**** Provided records

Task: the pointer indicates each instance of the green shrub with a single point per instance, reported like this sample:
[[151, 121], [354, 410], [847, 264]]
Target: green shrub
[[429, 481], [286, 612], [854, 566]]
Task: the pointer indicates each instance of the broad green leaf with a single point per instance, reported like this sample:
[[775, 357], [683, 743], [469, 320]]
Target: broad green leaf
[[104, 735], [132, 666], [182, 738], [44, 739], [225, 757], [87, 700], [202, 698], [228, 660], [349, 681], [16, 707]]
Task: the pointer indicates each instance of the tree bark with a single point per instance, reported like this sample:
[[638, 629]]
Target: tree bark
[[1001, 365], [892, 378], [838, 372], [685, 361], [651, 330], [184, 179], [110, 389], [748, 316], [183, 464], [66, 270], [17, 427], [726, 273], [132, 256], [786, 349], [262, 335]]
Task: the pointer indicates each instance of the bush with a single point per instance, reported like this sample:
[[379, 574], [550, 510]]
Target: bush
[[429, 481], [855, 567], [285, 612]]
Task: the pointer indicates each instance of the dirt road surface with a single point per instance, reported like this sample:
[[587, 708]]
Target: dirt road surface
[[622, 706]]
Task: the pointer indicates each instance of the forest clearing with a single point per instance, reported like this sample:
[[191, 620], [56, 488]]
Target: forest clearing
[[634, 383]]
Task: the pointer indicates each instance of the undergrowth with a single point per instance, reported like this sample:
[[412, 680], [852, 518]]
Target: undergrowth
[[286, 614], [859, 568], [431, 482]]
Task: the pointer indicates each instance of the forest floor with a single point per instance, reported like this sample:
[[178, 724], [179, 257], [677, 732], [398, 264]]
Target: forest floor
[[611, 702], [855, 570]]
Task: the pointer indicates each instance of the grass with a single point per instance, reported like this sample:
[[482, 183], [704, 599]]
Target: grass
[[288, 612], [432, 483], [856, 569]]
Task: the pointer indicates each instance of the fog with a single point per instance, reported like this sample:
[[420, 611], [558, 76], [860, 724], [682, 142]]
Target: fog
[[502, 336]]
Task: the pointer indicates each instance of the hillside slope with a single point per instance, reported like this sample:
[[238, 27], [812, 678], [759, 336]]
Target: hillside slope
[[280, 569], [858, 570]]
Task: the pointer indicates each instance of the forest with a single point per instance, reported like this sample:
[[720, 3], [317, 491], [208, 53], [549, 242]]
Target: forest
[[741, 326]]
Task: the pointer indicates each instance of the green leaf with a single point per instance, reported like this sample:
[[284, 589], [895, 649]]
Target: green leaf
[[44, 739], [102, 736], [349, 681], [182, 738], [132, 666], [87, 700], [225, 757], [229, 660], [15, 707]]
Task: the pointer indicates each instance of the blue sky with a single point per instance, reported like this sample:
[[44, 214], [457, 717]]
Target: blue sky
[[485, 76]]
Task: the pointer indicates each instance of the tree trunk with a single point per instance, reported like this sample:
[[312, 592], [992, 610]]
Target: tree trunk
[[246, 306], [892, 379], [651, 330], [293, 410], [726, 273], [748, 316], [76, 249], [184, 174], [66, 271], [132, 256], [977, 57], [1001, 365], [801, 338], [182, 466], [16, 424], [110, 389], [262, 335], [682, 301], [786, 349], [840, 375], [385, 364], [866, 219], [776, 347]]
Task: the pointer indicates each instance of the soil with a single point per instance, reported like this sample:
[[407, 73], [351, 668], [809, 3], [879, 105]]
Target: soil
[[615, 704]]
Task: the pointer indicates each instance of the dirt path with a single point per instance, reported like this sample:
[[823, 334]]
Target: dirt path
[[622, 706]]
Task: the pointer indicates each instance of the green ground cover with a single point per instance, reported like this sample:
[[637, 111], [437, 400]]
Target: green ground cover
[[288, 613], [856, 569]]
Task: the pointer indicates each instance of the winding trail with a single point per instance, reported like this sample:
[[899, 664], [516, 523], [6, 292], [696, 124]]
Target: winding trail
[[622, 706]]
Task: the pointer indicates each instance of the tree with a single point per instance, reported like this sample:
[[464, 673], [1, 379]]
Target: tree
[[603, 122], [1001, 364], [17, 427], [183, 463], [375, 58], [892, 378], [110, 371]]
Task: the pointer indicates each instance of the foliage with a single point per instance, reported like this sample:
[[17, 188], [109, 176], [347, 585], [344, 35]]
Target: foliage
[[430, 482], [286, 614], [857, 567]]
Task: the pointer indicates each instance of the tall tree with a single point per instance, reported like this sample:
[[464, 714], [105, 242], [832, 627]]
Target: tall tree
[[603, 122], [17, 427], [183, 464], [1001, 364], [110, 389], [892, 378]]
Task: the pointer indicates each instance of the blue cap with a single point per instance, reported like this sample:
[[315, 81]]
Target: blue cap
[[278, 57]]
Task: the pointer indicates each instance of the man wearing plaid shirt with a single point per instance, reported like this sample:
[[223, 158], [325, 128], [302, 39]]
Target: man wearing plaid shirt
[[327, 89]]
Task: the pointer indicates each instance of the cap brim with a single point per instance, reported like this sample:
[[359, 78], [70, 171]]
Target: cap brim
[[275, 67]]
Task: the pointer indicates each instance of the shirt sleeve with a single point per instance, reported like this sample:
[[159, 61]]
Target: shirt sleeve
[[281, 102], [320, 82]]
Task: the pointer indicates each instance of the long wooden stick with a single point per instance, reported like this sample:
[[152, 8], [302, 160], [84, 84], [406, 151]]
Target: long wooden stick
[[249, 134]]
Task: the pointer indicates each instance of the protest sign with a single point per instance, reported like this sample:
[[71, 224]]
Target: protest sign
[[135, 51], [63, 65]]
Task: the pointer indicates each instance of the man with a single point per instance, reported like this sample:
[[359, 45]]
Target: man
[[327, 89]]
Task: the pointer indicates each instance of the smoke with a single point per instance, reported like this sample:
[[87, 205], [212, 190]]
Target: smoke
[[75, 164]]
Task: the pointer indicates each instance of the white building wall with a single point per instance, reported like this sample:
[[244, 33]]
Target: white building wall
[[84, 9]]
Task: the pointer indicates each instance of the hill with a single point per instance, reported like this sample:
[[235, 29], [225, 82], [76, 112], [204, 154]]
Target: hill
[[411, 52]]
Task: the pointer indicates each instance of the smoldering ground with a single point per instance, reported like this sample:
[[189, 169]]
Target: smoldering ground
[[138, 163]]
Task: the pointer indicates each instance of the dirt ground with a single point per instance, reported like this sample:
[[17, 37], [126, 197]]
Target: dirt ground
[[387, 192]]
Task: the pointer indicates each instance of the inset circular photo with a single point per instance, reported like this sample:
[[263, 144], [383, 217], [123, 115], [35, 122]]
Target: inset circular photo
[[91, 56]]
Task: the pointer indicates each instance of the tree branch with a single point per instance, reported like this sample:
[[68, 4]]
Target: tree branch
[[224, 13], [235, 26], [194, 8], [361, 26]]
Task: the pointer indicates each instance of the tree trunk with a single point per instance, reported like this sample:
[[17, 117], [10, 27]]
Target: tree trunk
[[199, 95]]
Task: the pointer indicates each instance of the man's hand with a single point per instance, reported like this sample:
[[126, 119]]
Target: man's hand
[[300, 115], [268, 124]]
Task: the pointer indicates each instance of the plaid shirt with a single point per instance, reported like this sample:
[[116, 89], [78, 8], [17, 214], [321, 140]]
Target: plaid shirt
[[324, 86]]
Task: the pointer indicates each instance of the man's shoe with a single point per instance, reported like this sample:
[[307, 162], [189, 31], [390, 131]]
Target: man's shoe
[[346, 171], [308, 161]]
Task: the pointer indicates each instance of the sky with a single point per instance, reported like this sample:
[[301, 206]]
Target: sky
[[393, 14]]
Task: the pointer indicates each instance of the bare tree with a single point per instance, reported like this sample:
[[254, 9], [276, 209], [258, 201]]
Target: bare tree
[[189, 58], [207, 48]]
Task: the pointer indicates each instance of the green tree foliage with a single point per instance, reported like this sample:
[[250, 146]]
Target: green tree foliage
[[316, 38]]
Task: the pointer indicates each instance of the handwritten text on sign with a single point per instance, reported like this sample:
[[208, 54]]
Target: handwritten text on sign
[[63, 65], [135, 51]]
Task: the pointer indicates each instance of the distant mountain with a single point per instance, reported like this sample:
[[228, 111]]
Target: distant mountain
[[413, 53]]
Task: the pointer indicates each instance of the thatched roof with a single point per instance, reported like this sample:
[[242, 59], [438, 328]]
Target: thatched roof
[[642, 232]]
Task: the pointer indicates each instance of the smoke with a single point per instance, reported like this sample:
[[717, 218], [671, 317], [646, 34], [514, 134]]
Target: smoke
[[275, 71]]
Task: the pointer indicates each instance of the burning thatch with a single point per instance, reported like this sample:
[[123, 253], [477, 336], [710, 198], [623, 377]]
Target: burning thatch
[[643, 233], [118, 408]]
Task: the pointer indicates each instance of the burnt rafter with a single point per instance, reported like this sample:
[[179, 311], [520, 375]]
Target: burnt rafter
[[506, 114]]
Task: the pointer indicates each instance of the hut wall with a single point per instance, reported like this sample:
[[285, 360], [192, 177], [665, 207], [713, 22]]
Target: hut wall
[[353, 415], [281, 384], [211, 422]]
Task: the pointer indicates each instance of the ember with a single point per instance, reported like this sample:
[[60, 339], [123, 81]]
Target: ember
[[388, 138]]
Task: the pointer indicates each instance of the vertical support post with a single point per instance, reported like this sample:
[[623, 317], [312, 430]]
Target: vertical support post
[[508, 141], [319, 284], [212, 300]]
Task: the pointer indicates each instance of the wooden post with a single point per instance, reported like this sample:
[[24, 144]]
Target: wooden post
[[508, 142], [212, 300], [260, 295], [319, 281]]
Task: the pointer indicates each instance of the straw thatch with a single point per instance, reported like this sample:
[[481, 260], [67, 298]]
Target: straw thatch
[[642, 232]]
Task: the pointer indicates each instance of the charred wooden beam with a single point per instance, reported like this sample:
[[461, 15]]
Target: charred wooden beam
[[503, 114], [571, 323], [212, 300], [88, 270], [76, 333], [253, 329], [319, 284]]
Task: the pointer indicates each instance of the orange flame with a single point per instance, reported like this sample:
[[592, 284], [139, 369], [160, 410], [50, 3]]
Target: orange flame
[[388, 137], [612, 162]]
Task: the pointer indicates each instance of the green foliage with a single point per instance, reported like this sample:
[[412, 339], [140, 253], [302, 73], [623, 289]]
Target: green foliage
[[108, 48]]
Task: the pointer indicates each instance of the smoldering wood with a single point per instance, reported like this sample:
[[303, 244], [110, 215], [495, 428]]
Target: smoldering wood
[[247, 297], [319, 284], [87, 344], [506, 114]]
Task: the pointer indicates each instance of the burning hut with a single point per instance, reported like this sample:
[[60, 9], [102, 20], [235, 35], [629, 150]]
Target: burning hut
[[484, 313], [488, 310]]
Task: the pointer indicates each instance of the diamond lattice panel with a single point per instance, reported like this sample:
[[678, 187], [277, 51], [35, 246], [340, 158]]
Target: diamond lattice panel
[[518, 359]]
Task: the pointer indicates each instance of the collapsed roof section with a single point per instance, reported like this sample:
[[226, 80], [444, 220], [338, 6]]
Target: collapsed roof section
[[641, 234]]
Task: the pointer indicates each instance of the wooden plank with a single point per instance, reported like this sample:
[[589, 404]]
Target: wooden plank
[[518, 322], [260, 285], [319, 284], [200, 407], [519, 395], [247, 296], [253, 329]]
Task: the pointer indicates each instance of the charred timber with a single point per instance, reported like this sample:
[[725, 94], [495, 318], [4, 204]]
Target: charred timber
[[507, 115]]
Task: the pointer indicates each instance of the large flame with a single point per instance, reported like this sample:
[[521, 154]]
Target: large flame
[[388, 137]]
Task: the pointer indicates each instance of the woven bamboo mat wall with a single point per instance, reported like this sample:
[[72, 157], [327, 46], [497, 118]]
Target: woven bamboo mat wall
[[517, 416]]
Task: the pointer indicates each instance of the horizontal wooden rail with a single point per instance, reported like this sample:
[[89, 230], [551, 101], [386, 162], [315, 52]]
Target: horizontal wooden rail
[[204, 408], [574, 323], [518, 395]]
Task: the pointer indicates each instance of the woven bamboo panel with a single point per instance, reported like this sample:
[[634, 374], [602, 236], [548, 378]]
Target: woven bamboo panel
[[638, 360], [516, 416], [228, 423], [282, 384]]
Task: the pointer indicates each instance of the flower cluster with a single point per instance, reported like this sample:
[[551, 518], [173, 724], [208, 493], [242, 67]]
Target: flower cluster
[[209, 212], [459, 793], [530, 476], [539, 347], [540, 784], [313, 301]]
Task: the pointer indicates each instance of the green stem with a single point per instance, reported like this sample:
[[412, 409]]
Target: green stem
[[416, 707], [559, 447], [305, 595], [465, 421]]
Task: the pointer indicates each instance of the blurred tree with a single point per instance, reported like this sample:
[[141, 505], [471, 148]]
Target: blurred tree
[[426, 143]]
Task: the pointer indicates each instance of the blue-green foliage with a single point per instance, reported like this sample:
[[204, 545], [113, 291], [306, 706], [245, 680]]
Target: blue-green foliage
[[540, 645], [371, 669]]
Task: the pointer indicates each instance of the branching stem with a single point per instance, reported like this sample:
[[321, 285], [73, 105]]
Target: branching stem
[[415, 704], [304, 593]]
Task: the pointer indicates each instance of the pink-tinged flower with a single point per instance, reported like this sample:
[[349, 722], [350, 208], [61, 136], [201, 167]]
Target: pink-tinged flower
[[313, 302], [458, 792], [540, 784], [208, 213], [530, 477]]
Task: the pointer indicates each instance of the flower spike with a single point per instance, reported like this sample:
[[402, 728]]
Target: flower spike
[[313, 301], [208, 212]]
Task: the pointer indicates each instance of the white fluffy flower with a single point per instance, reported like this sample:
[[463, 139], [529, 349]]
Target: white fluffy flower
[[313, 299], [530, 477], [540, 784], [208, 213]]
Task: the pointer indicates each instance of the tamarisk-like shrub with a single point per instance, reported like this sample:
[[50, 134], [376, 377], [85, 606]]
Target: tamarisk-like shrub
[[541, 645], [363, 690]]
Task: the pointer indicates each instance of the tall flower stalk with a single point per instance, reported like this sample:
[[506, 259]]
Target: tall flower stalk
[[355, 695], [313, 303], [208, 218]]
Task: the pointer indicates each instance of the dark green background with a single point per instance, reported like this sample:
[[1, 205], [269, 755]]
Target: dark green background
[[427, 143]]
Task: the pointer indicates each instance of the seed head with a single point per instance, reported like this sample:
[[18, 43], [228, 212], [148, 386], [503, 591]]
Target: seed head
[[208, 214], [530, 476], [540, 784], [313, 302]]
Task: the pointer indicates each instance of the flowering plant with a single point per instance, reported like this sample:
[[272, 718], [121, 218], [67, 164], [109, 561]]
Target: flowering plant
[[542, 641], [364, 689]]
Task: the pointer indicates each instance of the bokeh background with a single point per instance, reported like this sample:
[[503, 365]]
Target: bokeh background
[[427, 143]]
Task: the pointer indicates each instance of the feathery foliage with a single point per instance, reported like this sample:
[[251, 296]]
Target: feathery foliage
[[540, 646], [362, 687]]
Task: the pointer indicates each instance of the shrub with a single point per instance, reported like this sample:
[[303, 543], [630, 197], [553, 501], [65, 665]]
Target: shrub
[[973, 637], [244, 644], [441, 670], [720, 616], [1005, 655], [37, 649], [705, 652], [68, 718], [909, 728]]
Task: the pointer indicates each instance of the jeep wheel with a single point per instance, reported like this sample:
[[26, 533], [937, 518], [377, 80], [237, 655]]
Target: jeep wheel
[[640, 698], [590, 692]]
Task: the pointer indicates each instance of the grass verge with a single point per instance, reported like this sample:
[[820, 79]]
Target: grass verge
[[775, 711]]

********

Written exercise –
Copy the stretch of the records above from the line containing "Task: the pointer indicates each instance of the large" through the line containing "[[517, 416]]", both included, keeping every line exactly as it appears.

Solution to this exercise –
Task: the pointer indicates each instance of the large flame with a single point per instance, reported like this sample:
[[521, 154]]
Target: large flame
[[388, 137]]
Task: the pointer indicates each instance of the woven bamboo mat wall with a single point per instance, reported like this sample:
[[72, 157], [327, 46], [497, 118]]
Target: woven bamboo mat wall
[[517, 416]]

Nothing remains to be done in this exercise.